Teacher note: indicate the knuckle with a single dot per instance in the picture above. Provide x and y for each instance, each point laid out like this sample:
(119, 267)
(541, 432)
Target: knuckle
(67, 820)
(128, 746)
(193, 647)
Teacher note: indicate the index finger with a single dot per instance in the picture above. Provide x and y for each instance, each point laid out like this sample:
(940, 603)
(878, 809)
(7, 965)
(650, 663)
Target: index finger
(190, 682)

========================

**EXERCISE DIRECTIONS:** No line before the one with "Target: knuckle" belongs in the answer; copy that line and the rest of the records exactly.

**RESULT OF THE TASK:**
Target: knuckle
(67, 820)
(128, 746)
(193, 647)
Teacher note: indicate the index finger with a single dot per instance in the picture above. Provide x and y for each instance, each point laid out like this sample:
(940, 603)
(878, 809)
(7, 965)
(650, 663)
Target: index finger
(190, 682)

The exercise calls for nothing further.